_Material supplied_:
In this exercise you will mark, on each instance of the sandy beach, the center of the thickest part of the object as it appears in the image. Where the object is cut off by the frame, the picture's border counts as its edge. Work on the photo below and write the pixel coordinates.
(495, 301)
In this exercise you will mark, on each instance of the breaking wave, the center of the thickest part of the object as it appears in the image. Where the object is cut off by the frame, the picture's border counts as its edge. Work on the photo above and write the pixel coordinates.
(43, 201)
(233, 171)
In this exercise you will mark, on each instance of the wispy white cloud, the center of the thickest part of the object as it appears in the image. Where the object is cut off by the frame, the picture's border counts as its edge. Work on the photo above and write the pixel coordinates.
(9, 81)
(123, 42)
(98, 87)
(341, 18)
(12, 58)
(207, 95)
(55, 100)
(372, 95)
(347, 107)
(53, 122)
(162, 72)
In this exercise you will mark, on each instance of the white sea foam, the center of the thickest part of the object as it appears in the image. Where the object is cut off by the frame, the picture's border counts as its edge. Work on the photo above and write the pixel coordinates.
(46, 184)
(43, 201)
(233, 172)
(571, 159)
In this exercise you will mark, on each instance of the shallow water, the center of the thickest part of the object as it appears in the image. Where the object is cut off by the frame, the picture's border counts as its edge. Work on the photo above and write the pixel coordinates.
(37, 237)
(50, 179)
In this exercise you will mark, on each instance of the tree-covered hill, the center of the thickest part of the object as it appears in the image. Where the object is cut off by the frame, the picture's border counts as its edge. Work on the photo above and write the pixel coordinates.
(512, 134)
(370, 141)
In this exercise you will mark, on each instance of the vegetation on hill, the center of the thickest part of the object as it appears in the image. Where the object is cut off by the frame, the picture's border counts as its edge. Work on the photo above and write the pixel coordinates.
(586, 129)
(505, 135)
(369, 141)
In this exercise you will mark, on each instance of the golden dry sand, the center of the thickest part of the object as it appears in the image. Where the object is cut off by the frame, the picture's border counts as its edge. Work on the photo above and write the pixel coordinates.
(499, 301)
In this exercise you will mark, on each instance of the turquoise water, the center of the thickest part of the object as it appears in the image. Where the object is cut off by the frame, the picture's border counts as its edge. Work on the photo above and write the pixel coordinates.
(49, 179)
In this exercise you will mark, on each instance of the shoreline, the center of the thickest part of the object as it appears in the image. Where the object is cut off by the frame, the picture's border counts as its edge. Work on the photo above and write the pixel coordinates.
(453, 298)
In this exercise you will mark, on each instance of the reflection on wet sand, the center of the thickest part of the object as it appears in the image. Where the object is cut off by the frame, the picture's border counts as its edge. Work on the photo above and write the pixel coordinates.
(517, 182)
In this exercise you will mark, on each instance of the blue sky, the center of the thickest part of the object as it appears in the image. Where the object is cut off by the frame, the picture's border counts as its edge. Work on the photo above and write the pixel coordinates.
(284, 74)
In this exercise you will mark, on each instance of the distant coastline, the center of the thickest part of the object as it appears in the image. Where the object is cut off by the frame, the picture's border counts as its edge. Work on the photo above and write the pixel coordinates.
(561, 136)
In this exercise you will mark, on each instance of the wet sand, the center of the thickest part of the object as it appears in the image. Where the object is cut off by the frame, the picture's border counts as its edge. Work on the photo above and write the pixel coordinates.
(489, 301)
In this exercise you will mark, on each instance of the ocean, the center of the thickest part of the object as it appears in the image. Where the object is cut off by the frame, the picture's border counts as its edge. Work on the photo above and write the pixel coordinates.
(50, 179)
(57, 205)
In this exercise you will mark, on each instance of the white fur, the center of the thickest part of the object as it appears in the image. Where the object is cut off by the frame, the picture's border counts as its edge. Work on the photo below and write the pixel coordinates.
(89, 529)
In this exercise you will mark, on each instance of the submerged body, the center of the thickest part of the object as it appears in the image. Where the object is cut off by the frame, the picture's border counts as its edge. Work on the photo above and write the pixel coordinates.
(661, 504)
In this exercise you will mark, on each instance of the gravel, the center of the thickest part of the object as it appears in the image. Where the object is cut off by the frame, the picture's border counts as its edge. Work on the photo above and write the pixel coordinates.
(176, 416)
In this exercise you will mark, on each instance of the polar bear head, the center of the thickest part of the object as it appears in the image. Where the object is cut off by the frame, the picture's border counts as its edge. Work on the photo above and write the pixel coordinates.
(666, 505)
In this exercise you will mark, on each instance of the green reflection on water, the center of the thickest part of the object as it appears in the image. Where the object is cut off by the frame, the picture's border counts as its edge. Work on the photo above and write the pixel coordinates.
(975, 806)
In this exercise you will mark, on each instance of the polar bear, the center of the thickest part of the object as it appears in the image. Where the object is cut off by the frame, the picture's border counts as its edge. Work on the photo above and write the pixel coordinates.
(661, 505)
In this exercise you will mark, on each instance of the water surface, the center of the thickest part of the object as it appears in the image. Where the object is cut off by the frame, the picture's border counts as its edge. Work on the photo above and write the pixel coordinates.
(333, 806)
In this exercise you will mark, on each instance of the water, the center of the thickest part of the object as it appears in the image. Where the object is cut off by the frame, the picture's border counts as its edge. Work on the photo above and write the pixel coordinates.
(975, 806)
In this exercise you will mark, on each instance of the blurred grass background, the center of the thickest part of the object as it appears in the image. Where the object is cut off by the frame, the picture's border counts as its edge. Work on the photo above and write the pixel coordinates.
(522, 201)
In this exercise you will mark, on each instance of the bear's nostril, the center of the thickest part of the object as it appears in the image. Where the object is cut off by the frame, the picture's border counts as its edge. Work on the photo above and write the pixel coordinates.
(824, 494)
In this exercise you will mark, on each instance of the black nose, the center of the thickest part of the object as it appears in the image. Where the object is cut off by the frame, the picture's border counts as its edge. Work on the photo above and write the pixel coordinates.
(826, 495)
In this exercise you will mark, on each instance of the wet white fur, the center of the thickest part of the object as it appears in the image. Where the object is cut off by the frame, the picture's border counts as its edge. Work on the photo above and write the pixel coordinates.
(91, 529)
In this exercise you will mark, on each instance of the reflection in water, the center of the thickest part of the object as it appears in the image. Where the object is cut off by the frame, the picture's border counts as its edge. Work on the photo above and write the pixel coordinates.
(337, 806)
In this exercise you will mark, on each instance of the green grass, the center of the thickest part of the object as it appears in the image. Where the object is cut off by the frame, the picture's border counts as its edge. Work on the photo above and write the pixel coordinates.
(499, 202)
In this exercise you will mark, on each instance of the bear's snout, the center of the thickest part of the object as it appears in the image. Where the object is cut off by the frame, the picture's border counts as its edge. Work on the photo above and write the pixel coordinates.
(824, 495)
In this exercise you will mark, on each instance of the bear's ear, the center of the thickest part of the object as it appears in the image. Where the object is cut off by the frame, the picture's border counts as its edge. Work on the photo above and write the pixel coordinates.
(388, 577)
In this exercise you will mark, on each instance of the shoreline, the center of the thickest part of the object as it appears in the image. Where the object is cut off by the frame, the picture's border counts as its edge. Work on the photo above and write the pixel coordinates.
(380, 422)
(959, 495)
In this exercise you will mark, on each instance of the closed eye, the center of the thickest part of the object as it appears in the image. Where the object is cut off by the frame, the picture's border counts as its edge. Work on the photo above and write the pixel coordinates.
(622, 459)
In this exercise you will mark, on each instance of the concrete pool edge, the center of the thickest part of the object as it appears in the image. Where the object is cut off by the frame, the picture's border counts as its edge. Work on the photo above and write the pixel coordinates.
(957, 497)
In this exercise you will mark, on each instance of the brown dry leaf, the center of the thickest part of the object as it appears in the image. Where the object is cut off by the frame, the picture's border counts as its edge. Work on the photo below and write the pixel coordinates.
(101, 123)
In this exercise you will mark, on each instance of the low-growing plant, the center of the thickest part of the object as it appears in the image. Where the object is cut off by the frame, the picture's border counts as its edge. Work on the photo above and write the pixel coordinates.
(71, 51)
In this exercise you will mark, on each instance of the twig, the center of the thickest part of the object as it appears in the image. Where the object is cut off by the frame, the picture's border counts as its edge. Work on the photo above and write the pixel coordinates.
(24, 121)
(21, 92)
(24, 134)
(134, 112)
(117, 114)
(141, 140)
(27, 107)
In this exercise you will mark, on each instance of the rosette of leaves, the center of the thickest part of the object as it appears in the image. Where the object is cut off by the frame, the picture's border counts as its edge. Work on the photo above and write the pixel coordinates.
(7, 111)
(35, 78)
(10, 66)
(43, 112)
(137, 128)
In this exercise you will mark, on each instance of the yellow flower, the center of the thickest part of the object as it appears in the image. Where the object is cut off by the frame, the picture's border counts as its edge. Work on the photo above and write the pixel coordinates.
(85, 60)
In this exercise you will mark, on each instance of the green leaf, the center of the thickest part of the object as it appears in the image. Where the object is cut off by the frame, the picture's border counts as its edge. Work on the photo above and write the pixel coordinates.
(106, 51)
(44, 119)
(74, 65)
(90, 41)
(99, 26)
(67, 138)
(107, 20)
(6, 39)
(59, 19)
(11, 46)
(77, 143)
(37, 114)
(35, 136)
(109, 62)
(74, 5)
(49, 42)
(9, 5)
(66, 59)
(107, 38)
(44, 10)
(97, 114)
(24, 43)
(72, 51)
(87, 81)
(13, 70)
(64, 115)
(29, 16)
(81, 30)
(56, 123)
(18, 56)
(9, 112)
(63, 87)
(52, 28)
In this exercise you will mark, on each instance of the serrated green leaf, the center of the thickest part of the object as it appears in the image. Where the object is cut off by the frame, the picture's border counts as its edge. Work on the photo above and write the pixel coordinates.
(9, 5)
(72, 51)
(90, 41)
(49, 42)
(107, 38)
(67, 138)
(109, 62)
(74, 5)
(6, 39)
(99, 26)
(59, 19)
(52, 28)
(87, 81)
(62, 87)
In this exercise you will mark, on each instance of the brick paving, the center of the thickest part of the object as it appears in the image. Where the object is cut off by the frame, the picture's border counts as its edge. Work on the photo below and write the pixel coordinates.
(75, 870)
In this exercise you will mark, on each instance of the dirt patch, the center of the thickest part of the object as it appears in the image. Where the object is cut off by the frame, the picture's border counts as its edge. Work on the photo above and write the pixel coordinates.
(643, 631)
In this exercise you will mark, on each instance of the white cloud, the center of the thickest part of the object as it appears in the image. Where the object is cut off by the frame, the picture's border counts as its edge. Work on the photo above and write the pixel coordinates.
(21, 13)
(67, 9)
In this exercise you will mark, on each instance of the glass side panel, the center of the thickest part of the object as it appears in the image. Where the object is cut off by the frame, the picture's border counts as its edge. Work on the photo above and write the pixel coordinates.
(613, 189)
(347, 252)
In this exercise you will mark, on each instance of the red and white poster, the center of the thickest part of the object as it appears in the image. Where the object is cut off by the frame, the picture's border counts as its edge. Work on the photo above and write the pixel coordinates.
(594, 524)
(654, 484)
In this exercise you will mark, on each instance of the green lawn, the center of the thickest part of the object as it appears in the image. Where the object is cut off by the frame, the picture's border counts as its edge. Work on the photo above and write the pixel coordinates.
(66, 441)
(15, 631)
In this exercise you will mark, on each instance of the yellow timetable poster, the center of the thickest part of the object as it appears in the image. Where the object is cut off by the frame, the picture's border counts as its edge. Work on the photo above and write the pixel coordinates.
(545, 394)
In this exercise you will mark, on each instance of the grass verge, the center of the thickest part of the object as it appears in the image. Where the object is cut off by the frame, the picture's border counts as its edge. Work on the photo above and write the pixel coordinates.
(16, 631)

_Short exercise_: Give again the lines from the line holding "the white cloud, the" through the close of the listing, both included, exactly as written and with nothing else.

_Answer for this exercise_:
In this exercise you will mark, on each instance of the white cloud, the center of the thickest part of the object as it appears in the image. Where the object is cut off by the frame, the picture's border counts as its edge. Work on the photo above and write the pixel coordinates.
(21, 13)
(67, 9)
In this exercise you will mark, on each instance of the glass side panel, the center of the thickest part of the object as it appears in the image. Where the object is cut off by the frame, the picture's border counts as its edge. Work on the photo above and write the pixel coordinates.
(613, 189)
(347, 252)
In this exercise you will mark, on each instance of the red and white poster, the center of the thickest part of the object as it appears in the image. Where the object is cut off by the frame, the picture's border counts as its edge. Work on the photo above and write the pixel coordinates.
(594, 524)
(654, 484)
In this exercise you will mark, on each instance of the green lawn, the center of the thickest part of the object as it appears in the image. Where the object is cut off by the frame, the picture's border counts as its edge. Work on the photo above and write the pixel coordinates.
(66, 441)
(15, 631)
In this exercise you will mark, on each instance of the yellow timetable poster, the center of the thickest part of the object as it appears in the image. Where the object is cut off by the frame, the picture's border counts as its edge. Work on the photo above and write the pixel coordinates.
(545, 394)
In this exercise you will mark, on each instance of the grass verge, the center of the thickest part of the object as it appears in the image. Where the object is cut off by the frame, the picture's border counts as its edge. Work on the photo above and write the pixel coordinates.
(16, 631)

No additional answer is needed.